___ MATERIAL PROVIDED ___
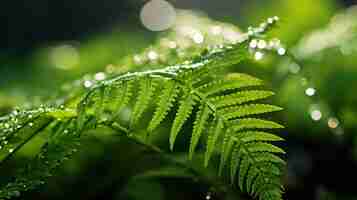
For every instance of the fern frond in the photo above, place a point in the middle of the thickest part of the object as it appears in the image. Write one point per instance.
(221, 109)
(184, 111)
(253, 123)
(199, 125)
(164, 105)
(146, 91)
(240, 97)
(231, 82)
(213, 134)
(246, 110)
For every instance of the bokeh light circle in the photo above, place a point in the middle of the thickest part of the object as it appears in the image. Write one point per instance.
(158, 15)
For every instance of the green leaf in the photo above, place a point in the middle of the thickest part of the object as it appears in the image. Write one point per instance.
(215, 131)
(199, 125)
(146, 91)
(246, 110)
(164, 104)
(184, 111)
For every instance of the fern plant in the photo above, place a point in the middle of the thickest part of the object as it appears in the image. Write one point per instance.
(225, 108)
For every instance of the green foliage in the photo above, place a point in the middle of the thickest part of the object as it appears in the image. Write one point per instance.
(221, 105)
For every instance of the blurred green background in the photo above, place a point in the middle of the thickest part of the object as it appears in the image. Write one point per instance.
(46, 46)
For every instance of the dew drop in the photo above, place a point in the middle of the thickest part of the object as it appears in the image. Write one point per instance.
(208, 196)
(88, 84)
(262, 44)
(99, 76)
(258, 55)
(310, 91)
(152, 55)
(253, 44)
(281, 51)
(198, 38)
(333, 122)
(316, 115)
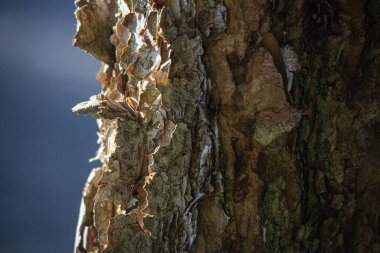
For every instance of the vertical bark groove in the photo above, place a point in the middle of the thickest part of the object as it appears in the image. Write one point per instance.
(233, 126)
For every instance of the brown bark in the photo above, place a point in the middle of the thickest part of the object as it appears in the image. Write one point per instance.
(235, 126)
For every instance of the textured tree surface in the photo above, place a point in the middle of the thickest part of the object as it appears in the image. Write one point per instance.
(233, 126)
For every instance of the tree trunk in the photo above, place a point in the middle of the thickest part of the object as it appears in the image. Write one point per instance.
(233, 126)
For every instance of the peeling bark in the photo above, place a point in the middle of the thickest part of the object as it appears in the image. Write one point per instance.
(228, 126)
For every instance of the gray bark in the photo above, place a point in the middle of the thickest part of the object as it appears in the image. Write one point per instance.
(233, 126)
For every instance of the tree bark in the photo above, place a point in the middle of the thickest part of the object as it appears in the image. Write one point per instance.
(233, 126)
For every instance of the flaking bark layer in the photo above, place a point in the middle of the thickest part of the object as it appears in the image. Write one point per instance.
(233, 126)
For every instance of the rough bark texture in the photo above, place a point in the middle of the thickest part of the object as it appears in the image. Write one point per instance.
(233, 126)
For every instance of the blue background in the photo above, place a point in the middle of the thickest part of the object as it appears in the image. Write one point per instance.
(44, 146)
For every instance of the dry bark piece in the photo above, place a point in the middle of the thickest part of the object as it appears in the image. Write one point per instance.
(94, 30)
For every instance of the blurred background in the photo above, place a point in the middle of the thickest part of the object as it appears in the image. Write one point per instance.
(44, 146)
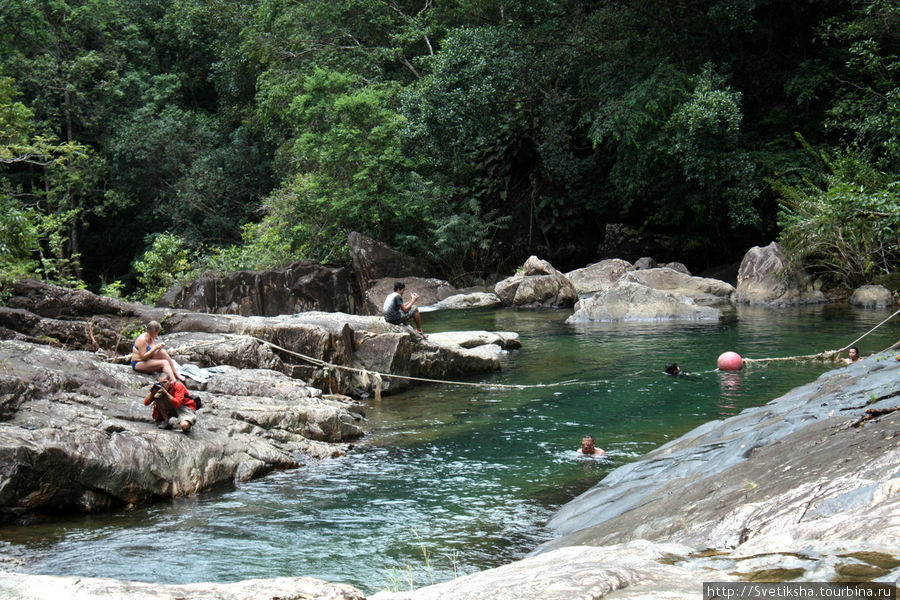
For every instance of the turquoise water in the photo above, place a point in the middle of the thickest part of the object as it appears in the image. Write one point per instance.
(454, 479)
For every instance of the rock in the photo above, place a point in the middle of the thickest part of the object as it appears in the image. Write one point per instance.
(77, 436)
(431, 291)
(291, 344)
(637, 568)
(645, 262)
(470, 300)
(708, 292)
(301, 286)
(472, 339)
(802, 476)
(537, 266)
(372, 260)
(545, 286)
(762, 280)
(872, 296)
(628, 301)
(598, 276)
(626, 242)
(47, 587)
(678, 267)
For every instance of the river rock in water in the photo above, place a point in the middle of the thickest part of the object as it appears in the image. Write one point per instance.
(539, 284)
(705, 291)
(628, 301)
(763, 279)
(872, 296)
(598, 276)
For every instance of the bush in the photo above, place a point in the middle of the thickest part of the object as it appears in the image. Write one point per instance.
(846, 223)
(165, 262)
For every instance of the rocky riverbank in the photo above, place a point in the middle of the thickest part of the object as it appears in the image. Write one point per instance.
(804, 488)
(75, 436)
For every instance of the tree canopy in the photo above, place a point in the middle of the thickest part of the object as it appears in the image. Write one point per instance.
(250, 133)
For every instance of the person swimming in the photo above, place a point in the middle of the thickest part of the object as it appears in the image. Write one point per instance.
(588, 448)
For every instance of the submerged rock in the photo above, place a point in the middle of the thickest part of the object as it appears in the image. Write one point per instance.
(45, 587)
(628, 301)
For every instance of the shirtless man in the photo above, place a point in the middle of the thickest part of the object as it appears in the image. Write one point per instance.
(398, 312)
(588, 449)
(150, 356)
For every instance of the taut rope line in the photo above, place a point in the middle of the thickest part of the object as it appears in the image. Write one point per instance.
(322, 363)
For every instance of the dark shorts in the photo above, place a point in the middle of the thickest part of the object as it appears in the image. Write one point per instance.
(404, 317)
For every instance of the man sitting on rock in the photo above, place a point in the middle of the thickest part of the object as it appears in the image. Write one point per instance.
(171, 399)
(396, 312)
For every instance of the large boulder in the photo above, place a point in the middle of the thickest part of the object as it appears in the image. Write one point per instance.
(764, 278)
(431, 291)
(76, 435)
(373, 260)
(298, 287)
(872, 296)
(468, 300)
(629, 301)
(709, 292)
(539, 284)
(626, 242)
(598, 276)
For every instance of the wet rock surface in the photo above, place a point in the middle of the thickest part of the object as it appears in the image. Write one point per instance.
(297, 287)
(41, 587)
(629, 301)
(764, 278)
(808, 484)
(538, 284)
(75, 434)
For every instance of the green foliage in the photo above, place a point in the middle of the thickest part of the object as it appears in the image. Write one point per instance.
(844, 222)
(164, 263)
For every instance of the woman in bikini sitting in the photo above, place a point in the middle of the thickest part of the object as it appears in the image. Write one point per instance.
(150, 356)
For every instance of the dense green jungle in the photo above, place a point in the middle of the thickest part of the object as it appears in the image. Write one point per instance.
(142, 143)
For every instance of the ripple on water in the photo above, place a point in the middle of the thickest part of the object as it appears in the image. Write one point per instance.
(468, 476)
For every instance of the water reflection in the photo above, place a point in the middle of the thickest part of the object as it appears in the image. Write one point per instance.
(468, 475)
(730, 384)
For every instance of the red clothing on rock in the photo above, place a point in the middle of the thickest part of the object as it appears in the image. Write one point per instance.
(180, 397)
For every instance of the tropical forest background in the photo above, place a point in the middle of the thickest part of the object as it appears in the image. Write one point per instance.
(143, 142)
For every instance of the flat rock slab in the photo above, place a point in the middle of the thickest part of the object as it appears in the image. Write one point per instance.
(575, 573)
(630, 301)
(75, 433)
(507, 340)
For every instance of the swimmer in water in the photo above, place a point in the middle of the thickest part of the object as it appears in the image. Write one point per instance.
(588, 449)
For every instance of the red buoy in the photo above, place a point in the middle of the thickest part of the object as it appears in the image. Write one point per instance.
(730, 361)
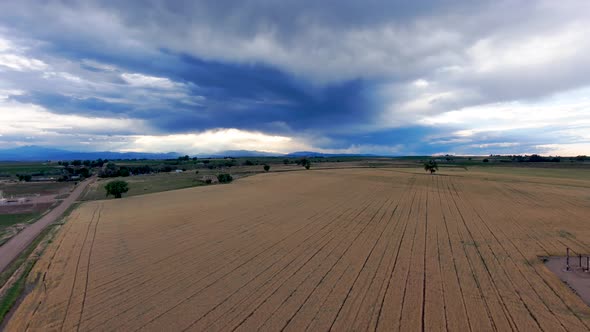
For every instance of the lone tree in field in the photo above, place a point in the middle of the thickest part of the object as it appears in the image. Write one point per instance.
(431, 166)
(116, 188)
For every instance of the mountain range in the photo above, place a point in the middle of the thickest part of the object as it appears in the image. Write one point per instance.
(40, 153)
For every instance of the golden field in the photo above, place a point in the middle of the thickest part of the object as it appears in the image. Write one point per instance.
(318, 250)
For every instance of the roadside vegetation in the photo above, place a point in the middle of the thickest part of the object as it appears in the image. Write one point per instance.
(116, 188)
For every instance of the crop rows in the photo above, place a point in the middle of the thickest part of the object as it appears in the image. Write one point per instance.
(335, 250)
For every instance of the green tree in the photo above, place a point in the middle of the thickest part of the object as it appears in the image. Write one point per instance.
(431, 166)
(116, 188)
(224, 178)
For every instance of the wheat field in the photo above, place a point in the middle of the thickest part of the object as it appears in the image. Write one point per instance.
(319, 250)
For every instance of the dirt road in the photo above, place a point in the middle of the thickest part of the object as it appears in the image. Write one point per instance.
(338, 250)
(11, 249)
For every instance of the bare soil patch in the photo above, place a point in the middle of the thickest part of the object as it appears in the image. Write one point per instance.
(578, 277)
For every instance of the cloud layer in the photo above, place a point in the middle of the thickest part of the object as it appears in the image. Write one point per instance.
(385, 77)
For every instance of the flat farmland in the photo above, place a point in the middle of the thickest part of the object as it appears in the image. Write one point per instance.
(356, 249)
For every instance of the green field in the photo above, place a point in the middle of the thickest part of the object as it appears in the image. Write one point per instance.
(42, 188)
(146, 184)
(11, 169)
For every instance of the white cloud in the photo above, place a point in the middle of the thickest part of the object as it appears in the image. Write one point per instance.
(215, 140)
(28, 120)
(140, 80)
(21, 63)
(565, 149)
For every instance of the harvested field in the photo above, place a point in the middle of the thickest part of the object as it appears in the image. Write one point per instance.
(359, 249)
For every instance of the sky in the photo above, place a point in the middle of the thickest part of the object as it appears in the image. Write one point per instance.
(384, 77)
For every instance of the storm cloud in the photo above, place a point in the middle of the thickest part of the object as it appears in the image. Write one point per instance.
(385, 77)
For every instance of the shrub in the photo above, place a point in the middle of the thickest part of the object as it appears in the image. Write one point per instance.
(116, 188)
(224, 178)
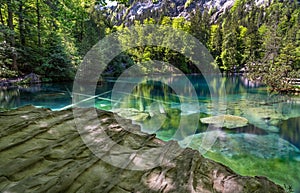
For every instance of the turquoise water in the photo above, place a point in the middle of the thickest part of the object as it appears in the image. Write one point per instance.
(268, 145)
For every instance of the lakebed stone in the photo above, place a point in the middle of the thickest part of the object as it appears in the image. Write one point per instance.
(227, 144)
(42, 151)
(227, 121)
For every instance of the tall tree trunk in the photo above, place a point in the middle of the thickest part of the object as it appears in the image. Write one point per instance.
(21, 23)
(10, 24)
(38, 22)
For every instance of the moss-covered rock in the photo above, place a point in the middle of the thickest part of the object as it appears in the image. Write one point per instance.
(42, 151)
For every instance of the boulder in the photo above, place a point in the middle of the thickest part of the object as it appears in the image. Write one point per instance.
(46, 151)
(227, 121)
(229, 145)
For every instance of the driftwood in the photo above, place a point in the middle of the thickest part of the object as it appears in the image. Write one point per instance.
(42, 151)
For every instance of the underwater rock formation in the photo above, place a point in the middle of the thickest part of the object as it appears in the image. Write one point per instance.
(42, 151)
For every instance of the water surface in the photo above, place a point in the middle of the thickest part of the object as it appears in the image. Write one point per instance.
(268, 145)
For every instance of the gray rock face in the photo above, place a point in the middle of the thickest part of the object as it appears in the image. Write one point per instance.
(140, 10)
(42, 151)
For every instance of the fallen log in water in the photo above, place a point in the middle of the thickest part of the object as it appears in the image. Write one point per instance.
(42, 151)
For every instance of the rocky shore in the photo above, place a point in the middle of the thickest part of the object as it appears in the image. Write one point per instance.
(41, 151)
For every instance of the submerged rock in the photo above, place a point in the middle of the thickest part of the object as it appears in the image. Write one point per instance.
(133, 114)
(227, 121)
(42, 151)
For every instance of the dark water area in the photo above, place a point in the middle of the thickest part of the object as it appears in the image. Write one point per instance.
(290, 130)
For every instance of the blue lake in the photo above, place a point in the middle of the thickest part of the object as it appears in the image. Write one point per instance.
(268, 144)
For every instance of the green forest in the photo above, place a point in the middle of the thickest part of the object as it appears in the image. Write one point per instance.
(50, 38)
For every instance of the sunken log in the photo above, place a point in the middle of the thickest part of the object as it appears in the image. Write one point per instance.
(43, 151)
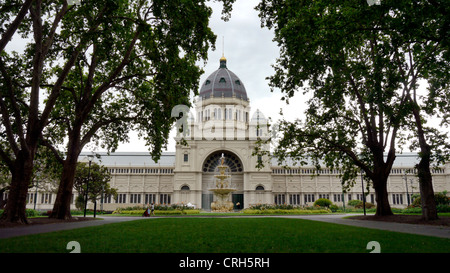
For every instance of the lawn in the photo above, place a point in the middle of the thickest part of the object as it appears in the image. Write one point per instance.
(224, 235)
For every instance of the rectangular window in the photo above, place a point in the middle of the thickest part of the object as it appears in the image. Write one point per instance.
(325, 196)
(337, 197)
(397, 199)
(280, 199)
(309, 198)
(46, 198)
(107, 199)
(121, 198)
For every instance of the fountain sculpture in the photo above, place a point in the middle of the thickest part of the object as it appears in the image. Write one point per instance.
(223, 189)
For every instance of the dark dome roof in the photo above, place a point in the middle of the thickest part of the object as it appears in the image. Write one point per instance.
(223, 82)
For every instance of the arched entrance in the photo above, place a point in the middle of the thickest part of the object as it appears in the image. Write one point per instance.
(237, 182)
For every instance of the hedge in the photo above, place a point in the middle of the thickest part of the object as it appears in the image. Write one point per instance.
(285, 211)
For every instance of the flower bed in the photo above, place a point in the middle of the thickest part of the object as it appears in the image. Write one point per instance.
(286, 211)
(158, 212)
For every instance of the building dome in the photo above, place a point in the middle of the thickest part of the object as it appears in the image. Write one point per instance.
(223, 83)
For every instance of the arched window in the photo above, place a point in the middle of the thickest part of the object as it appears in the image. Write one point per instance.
(231, 160)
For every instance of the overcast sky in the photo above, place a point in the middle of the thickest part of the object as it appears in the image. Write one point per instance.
(250, 53)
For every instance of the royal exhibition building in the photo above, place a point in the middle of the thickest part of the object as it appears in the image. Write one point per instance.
(187, 175)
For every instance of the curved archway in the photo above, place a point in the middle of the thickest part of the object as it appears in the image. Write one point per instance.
(231, 160)
(236, 166)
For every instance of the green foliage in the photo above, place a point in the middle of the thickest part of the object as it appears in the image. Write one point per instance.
(323, 202)
(286, 211)
(219, 235)
(98, 178)
(354, 202)
(158, 212)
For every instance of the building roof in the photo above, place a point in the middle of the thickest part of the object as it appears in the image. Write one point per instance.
(223, 82)
(130, 159)
(402, 160)
(143, 159)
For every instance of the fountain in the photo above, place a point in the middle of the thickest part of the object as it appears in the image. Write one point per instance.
(223, 189)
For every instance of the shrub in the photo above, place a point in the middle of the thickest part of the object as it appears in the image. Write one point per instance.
(322, 202)
(354, 203)
(368, 205)
(285, 211)
(31, 213)
(334, 208)
(440, 198)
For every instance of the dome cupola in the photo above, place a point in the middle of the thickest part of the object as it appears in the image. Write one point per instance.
(223, 83)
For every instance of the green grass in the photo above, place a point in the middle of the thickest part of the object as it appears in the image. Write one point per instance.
(224, 235)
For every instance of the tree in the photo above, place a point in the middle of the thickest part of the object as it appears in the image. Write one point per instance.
(98, 178)
(361, 65)
(139, 46)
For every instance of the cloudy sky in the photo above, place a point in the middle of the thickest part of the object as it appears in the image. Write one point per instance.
(250, 52)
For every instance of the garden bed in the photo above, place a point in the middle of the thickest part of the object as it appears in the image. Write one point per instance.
(407, 219)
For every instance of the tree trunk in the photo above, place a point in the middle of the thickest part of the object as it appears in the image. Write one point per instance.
(429, 211)
(17, 197)
(61, 208)
(381, 196)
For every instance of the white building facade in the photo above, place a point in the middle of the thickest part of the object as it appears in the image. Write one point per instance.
(222, 123)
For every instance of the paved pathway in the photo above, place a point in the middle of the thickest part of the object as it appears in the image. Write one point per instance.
(428, 230)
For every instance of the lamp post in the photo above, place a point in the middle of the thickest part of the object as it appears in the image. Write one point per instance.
(363, 196)
(87, 184)
(406, 185)
(35, 193)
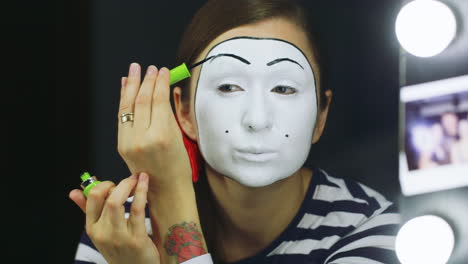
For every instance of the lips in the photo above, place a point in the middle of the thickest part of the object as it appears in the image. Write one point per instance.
___
■ SHORT EXERCISE ■
Starting at the line that contains "For every instance of the tree in", write out every line through the final line of the entries, word for word; skip any pictures.

■ SOLUTION TO THE PROBLEM ■
For every instance of the tree in the photo above, place a point in the middle of the thickest part of the object as it appears in the image. Write one point per instance.
(98, 178)
(361, 65)
(139, 46)
For every instance of the cloudy sky in the photo above, place a point in the middle of the thickest part of the object as it appears in the image. Write one point per instance.
(250, 52)
For every instance of the garden bed in the photo above, place a point in the middle of the thickest part of the object as it appears in the image. Write one point per instance.
(407, 219)
For every instance of the tree trunk in the photo above, place a point in the middle of the thickest part of the object as it appears in the image. Write one point per instance.
(429, 211)
(17, 197)
(61, 208)
(381, 196)
For every instance of the white building facade in the photo above, place a point in the middle of the thickest part of the object as it appears in the image. Write one point per instance.
(222, 123)
For every instance of the paved pathway in the photo above, place a point in the middle of the thickest part of the object as it appears in the image. Write one point per instance.
(428, 230)
For every instance of the lamp post in the photo above, place a point in the middle of the thickest part of the object as it appears in the image. Write one point per instance.
(363, 196)
(87, 184)
(406, 185)
(35, 193)
For every instance of the lips in the photo above, place a point in the middle of the thickest part of the object as it appears in the image. Write one point per instance.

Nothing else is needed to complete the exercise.